FCC Chairman Ajit Pai Wants Apple to Unlock the iPhone’s FM Radio

FCC Chairman Ajit Pai Wants Apple to Unlock the iPhone’s FM Radio

It’s not common knowledge in the United States, but the majority of Android devices in-market technically sport FM radio tuners built into their SoCs. It used to be next to impossible to find a smartphone from any vendor in the US that offered an unlocked radio, but that’s improved somewhat in recent years. We’ve seen some audio services pop up that support this capability, and a handful of smartphones and carriers that now support it on various Android devices. Apple, however, has refused to activate any such feature. In the wake of Hurricane Harvey and Irma, however, the FCC is calling for Apple to begin activating its phone’s native capability and making it available to people for emergency communication, if nothing else.

This isn’t the first time this issue has come up, but the various telcos, like Verizon Wireless, AT&T, and T-Mobile have always been . As the cell phone industry has transitioned away from pay-per-minute and towards pay-per-GB of data, they have absolutely no reason to create any capability that gives customers an alternative to data streaming. From AT&T’s perspective, the best thing that could possibly happen would be for YouTube, Twitch, and other streaming sites to go back to MPEG-2 for streaming 1080p content. (Just as H.265 cut video file sizes at a given quality level by 40-60 percent compared with H.264, H.264 cut video file sizes or streaming bandwidth requirements by roughly that amount compared with MPEG-2.) Every customer who listens to an FM radio for music is a customer that isn’t using data to get the same information over their cellular plan.

“It is time for Apple to step up to the plate and put the safety of the American people first,” Pai said on Thursday. “As the Sun Sentinel of South Florida put it, ‘Do the right thing, Mr. Cook. Flip the switch. Lives depend on it.’”

| Data listing |
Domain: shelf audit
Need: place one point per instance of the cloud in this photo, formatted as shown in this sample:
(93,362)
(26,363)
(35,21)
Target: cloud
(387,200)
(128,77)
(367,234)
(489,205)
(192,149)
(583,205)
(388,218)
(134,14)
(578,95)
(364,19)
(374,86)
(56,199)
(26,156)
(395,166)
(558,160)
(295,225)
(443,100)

| List of tasks |
a - Which telecom carriers does the article about the iPhone's FM radio name?
b - In the article about the iPhone's FM radio, which newspaper does Pai quote?

| Responses per task |
a - Verizon Wireless, AT&T, T-Mobile

b - The Sun Sentinel of South Florida.